BEGIN Data records
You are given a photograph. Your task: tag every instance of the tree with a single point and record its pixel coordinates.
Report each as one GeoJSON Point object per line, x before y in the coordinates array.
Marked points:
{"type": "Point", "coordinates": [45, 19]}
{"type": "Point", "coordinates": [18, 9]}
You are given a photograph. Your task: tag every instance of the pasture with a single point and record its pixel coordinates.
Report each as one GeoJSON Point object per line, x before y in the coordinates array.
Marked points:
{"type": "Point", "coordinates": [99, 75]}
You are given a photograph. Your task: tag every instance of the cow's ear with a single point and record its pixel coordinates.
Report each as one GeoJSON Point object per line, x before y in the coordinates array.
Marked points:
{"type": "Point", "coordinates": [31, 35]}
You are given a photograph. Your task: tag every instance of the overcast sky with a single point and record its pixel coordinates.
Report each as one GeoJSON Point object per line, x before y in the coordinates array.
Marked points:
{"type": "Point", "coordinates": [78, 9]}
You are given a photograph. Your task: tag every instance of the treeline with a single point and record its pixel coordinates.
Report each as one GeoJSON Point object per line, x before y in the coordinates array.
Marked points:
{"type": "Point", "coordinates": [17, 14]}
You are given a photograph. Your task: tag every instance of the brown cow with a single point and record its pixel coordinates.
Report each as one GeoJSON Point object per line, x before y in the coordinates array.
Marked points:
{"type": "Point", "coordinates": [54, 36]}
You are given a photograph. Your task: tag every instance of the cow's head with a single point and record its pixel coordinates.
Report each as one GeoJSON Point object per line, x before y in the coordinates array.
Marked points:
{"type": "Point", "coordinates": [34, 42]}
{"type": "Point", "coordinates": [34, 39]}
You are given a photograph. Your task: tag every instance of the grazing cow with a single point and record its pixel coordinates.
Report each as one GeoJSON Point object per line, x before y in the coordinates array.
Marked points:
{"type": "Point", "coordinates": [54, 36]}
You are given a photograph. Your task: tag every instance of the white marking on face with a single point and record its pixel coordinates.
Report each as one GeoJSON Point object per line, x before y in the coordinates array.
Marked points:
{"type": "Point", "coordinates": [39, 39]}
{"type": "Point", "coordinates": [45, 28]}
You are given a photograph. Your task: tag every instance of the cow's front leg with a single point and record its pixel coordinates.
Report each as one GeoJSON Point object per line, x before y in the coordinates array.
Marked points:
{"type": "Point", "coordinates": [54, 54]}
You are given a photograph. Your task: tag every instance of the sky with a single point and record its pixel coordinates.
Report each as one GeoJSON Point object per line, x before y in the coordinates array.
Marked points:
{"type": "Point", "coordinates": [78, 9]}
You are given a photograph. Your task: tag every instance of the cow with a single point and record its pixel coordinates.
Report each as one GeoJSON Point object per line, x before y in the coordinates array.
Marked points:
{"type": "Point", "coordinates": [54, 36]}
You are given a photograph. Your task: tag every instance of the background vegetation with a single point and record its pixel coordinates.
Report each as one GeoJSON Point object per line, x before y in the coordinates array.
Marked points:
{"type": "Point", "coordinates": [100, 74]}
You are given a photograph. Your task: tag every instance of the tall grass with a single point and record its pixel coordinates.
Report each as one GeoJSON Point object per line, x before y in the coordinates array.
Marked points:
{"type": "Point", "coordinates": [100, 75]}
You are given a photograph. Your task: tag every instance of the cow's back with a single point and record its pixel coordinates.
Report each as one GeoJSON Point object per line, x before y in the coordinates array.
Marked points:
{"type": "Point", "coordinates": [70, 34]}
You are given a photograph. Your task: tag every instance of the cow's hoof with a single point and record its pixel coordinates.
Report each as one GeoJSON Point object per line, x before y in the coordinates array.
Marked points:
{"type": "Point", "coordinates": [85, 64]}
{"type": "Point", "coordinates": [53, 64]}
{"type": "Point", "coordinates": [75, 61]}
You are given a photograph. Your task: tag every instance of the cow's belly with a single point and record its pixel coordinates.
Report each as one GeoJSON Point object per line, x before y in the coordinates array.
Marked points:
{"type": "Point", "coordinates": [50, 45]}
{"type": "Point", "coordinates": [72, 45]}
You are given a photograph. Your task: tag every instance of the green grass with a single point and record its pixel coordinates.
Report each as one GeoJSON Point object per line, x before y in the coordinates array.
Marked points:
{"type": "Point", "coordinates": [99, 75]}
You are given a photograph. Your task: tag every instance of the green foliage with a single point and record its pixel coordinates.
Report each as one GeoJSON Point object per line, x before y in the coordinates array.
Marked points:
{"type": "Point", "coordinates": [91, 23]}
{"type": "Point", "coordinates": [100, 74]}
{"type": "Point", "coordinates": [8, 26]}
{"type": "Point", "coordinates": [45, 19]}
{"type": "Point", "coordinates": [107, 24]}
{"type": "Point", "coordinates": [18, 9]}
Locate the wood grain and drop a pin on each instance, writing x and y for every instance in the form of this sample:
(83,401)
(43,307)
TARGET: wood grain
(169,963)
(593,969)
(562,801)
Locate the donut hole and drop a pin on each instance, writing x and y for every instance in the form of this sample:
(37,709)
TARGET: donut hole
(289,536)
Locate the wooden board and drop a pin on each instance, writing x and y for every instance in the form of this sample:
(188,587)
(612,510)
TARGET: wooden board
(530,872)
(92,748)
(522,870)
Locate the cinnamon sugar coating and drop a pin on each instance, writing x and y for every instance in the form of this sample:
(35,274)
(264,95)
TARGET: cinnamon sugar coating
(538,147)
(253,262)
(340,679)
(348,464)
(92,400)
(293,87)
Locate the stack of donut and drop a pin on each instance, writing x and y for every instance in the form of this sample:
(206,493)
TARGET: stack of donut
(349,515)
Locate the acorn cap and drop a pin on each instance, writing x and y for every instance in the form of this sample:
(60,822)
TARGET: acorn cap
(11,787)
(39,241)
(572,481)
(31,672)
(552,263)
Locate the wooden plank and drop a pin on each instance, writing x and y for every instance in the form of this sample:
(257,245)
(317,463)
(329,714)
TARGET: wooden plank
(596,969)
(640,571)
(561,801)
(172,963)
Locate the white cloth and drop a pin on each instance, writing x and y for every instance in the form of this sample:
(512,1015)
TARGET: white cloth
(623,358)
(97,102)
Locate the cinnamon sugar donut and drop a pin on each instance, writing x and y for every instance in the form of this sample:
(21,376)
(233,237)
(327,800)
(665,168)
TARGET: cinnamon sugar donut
END Data records
• _Exercise objective_:
A line qualifies when it holds the word "green"; report all qualifying lines from the records above.

• _Answer to this exercise_:
You are given a photograph. Your task: tag every instance of the green grass with a single point and record its pixel coordinates.
You are given a photograph. Your task: tag every instance of the green foliage with a single point and record its pixel coordinates.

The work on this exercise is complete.